Records.
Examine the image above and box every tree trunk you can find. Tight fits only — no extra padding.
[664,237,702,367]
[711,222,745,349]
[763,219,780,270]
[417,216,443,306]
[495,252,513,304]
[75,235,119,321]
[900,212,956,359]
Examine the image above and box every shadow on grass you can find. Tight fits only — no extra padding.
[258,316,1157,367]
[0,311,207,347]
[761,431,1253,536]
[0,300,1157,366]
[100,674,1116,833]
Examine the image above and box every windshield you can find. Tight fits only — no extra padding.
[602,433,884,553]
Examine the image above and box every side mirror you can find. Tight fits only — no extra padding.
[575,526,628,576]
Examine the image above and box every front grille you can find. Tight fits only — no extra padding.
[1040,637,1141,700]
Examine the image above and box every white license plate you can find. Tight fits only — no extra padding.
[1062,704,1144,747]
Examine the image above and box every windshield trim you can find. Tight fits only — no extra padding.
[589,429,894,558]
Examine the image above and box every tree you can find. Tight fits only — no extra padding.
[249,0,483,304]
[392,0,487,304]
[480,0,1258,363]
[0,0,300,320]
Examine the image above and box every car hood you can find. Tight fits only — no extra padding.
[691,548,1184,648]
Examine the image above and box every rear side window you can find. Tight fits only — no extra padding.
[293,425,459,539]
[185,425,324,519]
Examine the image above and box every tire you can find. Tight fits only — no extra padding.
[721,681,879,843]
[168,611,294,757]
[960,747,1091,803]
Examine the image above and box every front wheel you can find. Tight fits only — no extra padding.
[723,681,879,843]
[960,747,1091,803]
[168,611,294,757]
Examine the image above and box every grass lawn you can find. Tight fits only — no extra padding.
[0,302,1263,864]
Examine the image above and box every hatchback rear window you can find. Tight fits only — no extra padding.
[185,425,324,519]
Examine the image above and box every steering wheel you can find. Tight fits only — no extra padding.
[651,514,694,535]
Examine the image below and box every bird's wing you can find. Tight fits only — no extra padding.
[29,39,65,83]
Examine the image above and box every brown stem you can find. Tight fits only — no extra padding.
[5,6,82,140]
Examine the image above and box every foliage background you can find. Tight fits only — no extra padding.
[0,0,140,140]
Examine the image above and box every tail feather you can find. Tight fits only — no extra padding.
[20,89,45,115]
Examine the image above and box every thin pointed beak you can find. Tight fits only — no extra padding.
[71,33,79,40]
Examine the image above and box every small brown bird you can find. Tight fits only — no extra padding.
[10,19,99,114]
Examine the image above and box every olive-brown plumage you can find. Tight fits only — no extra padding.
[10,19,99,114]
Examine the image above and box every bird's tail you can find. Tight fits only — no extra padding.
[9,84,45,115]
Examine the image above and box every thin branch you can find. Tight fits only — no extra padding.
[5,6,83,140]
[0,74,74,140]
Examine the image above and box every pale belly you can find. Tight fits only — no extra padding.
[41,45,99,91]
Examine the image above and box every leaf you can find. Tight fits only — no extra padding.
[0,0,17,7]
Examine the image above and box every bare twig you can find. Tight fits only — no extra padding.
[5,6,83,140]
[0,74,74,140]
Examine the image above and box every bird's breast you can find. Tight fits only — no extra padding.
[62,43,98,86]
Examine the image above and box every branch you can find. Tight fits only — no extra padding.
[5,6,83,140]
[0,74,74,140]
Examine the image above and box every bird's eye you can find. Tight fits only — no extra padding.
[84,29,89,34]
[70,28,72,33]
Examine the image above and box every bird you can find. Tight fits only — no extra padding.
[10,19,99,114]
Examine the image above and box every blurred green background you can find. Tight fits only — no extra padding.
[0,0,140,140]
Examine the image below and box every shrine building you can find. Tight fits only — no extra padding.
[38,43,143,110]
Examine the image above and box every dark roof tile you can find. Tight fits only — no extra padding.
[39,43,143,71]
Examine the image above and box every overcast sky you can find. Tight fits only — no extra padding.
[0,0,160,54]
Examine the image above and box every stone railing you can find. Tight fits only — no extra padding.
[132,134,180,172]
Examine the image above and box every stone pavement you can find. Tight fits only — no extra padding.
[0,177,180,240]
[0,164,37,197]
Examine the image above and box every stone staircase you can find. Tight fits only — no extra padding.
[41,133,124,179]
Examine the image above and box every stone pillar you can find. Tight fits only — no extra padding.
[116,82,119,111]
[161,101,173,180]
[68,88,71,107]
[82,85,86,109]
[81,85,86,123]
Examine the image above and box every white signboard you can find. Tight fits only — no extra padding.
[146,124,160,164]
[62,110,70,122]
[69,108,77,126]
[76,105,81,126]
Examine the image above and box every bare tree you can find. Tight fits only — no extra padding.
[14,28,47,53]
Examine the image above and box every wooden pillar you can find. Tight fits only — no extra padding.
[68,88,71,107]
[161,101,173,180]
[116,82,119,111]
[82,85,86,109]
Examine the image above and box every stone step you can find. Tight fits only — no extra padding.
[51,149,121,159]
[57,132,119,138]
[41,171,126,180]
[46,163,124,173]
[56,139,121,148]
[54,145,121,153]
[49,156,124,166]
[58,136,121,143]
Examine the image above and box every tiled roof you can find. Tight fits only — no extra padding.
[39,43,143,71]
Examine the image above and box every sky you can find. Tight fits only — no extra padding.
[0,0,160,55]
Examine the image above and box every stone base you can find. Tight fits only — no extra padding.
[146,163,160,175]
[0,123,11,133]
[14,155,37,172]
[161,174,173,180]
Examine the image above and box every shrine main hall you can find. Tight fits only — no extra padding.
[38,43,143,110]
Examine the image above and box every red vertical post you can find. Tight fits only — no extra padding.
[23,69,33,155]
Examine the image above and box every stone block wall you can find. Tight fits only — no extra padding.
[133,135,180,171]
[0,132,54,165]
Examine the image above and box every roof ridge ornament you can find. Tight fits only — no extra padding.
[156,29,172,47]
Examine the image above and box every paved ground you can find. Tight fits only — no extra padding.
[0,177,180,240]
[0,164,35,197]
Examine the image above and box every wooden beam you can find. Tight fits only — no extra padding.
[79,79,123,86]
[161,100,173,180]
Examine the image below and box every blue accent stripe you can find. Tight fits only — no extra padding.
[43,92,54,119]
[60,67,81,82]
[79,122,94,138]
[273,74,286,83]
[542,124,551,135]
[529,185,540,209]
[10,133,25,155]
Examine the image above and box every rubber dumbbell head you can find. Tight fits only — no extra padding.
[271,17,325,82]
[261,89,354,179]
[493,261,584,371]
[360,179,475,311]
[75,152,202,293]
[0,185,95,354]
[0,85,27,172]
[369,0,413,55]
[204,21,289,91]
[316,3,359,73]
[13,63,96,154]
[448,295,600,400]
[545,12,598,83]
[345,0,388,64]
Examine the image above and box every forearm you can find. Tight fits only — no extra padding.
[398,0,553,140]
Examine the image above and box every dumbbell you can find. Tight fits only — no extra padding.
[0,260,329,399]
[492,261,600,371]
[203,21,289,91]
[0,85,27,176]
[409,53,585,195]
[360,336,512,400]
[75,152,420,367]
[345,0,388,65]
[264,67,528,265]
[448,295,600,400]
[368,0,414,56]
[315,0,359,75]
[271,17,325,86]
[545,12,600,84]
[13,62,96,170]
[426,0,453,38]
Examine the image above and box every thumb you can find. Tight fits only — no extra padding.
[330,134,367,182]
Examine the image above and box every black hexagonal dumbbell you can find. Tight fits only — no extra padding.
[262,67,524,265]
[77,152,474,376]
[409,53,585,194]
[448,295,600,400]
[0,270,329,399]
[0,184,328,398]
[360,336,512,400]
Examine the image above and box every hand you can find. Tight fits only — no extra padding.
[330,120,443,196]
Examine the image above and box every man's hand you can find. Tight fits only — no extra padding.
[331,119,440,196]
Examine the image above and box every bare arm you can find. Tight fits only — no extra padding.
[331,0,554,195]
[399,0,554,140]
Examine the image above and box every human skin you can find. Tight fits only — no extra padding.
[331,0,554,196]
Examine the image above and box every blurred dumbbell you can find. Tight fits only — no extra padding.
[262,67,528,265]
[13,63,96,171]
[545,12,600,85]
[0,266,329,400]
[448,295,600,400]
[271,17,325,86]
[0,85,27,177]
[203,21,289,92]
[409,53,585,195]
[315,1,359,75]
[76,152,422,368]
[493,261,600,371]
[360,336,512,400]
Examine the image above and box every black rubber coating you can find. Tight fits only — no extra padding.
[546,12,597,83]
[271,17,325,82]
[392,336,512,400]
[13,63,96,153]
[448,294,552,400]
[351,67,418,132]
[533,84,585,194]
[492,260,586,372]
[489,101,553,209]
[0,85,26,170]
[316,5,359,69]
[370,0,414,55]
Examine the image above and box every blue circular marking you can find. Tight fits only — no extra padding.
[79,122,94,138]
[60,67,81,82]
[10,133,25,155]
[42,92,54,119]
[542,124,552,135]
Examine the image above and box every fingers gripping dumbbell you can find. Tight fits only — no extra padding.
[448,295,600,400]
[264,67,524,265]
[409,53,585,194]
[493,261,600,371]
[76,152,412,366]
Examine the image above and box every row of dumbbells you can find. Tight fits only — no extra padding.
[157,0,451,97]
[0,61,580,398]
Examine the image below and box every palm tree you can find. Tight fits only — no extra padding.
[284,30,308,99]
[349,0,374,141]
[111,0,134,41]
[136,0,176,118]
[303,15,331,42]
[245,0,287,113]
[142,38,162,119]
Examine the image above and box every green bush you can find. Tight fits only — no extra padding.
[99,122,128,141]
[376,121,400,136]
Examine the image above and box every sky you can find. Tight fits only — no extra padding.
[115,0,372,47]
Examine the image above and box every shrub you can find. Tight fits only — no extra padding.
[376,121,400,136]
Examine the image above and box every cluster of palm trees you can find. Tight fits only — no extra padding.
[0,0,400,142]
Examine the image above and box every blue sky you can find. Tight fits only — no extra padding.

Written instruction. Convert the items, from the start through the line that contains "[575,526,628,576]", into a two-column CSV with the headers item_text and answer. Give one row per item, put each field in quotes, and replace line breaks with spaces.

Solution.
item_text,answer
"Examine the image above and box every tree trunk you can find. Tight fits only — no extra padding.","[664,237,702,367] [711,222,745,349] [763,219,780,270] [417,216,443,306] [495,252,513,304] [75,235,119,321] [900,212,956,359]"
"Examine the image above and box every shadow on grass you can find. Tight fits only — no extra padding.","[258,316,1157,367] [0,311,207,347] [761,431,1253,536] [0,300,1157,366] [100,674,1116,833]"
"Examine the image above and box every windshield you can find. Tight fits only — no extra padding.","[602,433,884,553]"
"Examine the image above and box every side mirror you can find. Tight fits only — no extra padding.","[575,526,628,576]"